**THE PROBLEM**
Reproduce the Cyprus text below from "Cyprus: Republic of" down to "Turkish lira (TRL)", switching "Nicosia" for "Lefkosia".

Cyprus: Republic of Cyprus
Capital: Nicosia
Population: 767,314
Currency: Greek Cypriot area: Cypriot pound (CYP); Turkish Cypriot area: Turkish lira (TRL)
Languages: Greek, Turkish, English
Religions: Greek Orthodox 78%, Muslim 18%, Maronite, Armenian Apostolic, and other 4%
Borders: 0 km

Cyprus is a developed Mediterranean island nation divided de facto into two areas. The government of the Republic of Cyprus is the internationally recognized authority on the island but, in practice, its control extends only to the Greek Cypriot southern part of the island. The northern area operates under an autonomous Turkish-Cypriot administration. In 1983, this administration declared itself the "Turkish Republic of Northern Cyprus," which is only recognized by Turkey. Facilities for tourism in the Republic of Cyprus are highly developed. Most facilities in north Cyprus, while adequate, tend to be smaller and less modern. English is widely spoken in the government-controlled areas, less so in the north. The Republic of Cyprus joined the European Union in 2004.

While civil disorder is uncommon in Cyprus, demonstrations sometimes occur, and there have been occasional violent incidents along the "green line" dividing the two sides of the island. In previous years, terrorist groups from the Middle East have used Cyprus as a base for carrying out acts of terrorism against third country targets.

Taking photographs of anything that could be perceived as being of military or security interest (especially in north Cyprus) may cause problems with authorities.

Do not, under any circumstances, attempt to cross the U.N. buffer zone without permission. This area is heavily mined and militarized.

Cyprus has very low rates of both violent and street crime. Visitors should follow normal precautions taken in U.S. cities.

Americans frequenting Cypriot bars should be wary of greatly inflated bar tabs, especially in so-called "cabarets."

**INFORMATION GIVEN**
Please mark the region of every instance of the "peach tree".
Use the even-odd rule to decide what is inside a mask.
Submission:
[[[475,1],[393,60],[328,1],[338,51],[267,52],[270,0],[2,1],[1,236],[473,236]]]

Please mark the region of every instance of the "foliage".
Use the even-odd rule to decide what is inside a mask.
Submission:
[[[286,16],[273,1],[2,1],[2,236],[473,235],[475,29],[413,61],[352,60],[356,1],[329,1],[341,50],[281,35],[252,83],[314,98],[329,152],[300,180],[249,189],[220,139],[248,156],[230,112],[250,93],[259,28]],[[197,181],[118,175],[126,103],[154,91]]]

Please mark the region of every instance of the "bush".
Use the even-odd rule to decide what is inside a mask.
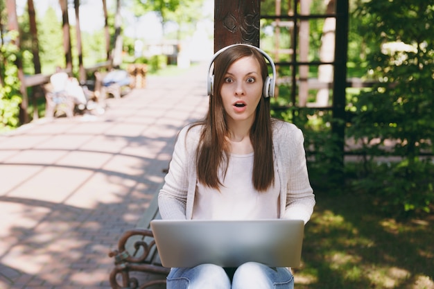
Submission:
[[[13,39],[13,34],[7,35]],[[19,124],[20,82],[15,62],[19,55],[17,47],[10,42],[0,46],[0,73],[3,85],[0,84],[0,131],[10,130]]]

**ANSWER BOX**
Cyprus: Republic of Cyprus
Capital: Lefkosia
Population: 767,314
Currency: Greek Cypriot area: Cypriot pound (CYP); Turkish Cypriot area: Turkish lira (TRL)